**SOURCE EXTRACT**.
_ _ _ _

The Politics of Major IT Projects
Why do big IT Projects fail? There are many reasons. Mismanagement, new technology and immature IT Organization are amongst them. However, the most frequent reason for large project failure is organizational dynamics or politics.
How to overcome the politics of server consolidation?
First, let us take a closer look at the premise behind this question. It assumes that there will be cost savings from server consolidation. Many organizations have experienced results to the contrary.
More importantly, there is a trade off between cost savings and increased risk. The latter can result in many dollars of losses for every dollar of savings. For example, server consolidation progressively moves an organization to a single point of failure. What is a single hour of business downtime worth in dollar terms?
One must approach this initiative with extreme caution and practicality and do a thorough analysis before implementation.
Second, some organizations are so dysfunctional that almost anything that one tries will not work. I have come across one organization where employees showed up to work not to make progress but to block it. No kidding. I am a firm believer in “past results ARE a clear indication of future performance”. If the organization has built a legacy of failed projects, there is need for analysis of the root causes – usually, deep rooted in the culture – and addressing them prior to undertaking any major new initiative.
Then there are Hatfield and McCoy in almost every organization, No matter how logical, they will block things coming from each other. This is a milder and localized dysfunction that is more easily addressed.
Barring these extremes, most organizational politics can be addressed through logic and negotiations. The rest of the discussion focuses on these organizations.
The key to politics is in understanding the landscape – the terrain and the players. Get a clear understanding of the history and dynamics of the organization. Also understand key roles as they help understand personal agendas, motivations and hot buttons. Here are some roles:
- Sponsor: The person, usually a CXO, who has a vested interest in getting the task accomplished
- Expert: Functional or technical subject matter expert. Usually these are logic driven people leaning towards the “best” solution. Often these people do not let cost or risk enter the equation
- Coach: Usually, a benign player who is convinced of the merit and will help “sell” the initiative
- Economic buyer: The “person” with the key to the vault. They are focused on the cost
- User: They will eventually use the product or service and have a vested interest in benefit, quick availability and usability of the solution
- Gatekeeper: Players, although well meaning, who control access to the key players. The most common example is the executive assistant but there are others who can play this role.

_ _ _ _

**MATERIAL**.
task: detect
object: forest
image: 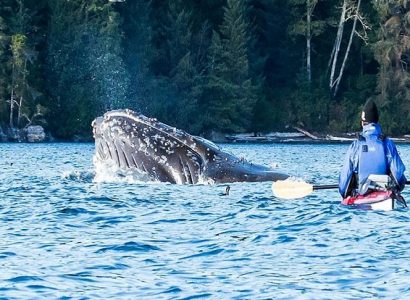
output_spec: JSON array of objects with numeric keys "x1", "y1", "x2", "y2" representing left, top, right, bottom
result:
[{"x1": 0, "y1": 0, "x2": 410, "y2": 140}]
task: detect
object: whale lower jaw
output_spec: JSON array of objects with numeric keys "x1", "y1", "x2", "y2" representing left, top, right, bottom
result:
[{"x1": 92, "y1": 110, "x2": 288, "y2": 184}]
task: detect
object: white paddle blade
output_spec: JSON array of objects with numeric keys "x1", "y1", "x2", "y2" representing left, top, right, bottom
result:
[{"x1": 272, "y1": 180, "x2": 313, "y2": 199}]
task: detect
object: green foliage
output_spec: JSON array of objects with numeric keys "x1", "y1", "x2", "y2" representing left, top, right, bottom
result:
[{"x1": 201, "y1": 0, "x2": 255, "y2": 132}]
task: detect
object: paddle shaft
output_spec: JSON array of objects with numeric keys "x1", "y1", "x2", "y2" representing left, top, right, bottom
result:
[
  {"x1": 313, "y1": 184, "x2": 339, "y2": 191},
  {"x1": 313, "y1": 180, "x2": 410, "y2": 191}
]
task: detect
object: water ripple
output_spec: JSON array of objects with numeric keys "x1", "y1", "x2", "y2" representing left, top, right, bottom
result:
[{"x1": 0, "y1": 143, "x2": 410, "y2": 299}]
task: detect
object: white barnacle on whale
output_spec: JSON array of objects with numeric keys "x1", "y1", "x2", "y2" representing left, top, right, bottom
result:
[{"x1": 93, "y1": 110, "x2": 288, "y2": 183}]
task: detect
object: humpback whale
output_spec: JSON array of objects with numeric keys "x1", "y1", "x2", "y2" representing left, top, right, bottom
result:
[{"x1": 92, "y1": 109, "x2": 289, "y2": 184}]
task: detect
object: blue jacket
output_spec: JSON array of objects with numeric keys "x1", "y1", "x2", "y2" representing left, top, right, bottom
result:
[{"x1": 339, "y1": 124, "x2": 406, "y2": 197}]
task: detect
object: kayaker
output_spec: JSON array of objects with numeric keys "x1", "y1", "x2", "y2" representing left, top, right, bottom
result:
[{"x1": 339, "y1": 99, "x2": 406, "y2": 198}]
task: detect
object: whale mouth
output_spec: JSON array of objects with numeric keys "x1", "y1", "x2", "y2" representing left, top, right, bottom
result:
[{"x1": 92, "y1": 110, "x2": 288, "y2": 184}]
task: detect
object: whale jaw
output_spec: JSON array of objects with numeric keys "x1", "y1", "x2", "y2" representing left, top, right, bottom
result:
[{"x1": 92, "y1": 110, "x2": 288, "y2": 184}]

_ _ _ _

**GIVEN INSTRUCTION 1**.
According to the article on the politics of major IT projects, what is the most frequent reason large projects fail?
**GIVEN INSTRUCTION 2**.
List every role the article on the politics of major IT projects identifies for understanding the political landscape.
**GIVEN INSTRUCTION 3**.
Pick up the article on the politics of major IT projects after its last sentence and continue it.
None of the material is needed.

**EXERCISE ANSWER 1**.
Organizational dynamics or politics.

**EXERCISE ANSWER 2**.
Sponsor, Expert, Coach, Economic buyer, User, Gatekeeper

**EXERCISE ANSWER 3**.
- Blockers and tacklers: Usually, people with a competing agenda who will be the disruptive force in this adventure.
Start by getting executive sponsorship, preferably on the business side. Without this the project is dead in the water.
Using their help approach key executives to identify the team. This ensures that key players are engaged and supportive as the team has their representatives.
The first task of this team is to create a project charter that clearly lays out the vision, objective, scope, assumptions, approach, plan (deliverables, timeline and responsibility) and the team (role and responsibility).
Get everyone– sponsor, executives and the team - to sign off on this charter. Now, they are personally committed to its success.
The team then prepares a business case that clearly articulates ROI. Prepare this as a cross functional team with active participation of each of the groups – keep the executives involved. This business case is the basis of addressing the logical concerns of the key stakeholders.
· Set realistic expectations
· Conduct thorough business impact analysis
· Identify key risks, their impact and mitigation strategy
· Be prepared for a discussion on the following:
- While setting savings objectives keep in mind these key trends
a. Hardware prices are falling
b. Business cycles are shortening
c. Service level expectations are increasing
- If cost savings estimates are based on hardware savings alone then this is a losing battle.
- Forward or backward consolidation? Why?
- Logical or physical consolidation? Why?
- Rationalization across servers? When and how? Why?
- What are the key facts such as capacity utilization? Peak loads? Connecting pipes?
Now we are ready for negotiations.
Remember, negotiations are a give and take process. Before you expect “them” to understand you, ask yourself, do I understand “them”?
Executives will oppose this initiative for two primary reasons:
- Logical reasons – such as security and service level concerns.
- Budgets – how will this impact their ongoing budgets?
The former is addressed through the business case. The stronger the case the easier this battle.
The latter requires more work. Executives, like good generals, do not concede territory. It cannot be taken by force either. Hence, one has to try a combination of tactics.
§ Deftly use executive sponsor pressure
§ Link compliance with compensation drivers
§ Make it worth their while to lose some money and control. They can gain more in some other area.
§ Make sure that there is equity across the business units i.e. one must not give up more than the other
This political battle has not ended with the “go ahead” decision. It has just begun! The “go ahead” may be a strategic retreat in the face of overwhelming odds. They might wait to subvert the implementation and still achieve their objectives. For you, failure here will end the project and leave you damaged for future adventures. Hence, careful planning can and usually does save the day:
- Set realistic expectations – under promise and over deliver
- Keep sponsor and executive in the loop. Keep their “people” empowered and engaged
- Communications is the key – over communicate if you must chose an extreme
- Do not rush. Take one step at a time. Remember, one makes it to their destination one milestone at a time.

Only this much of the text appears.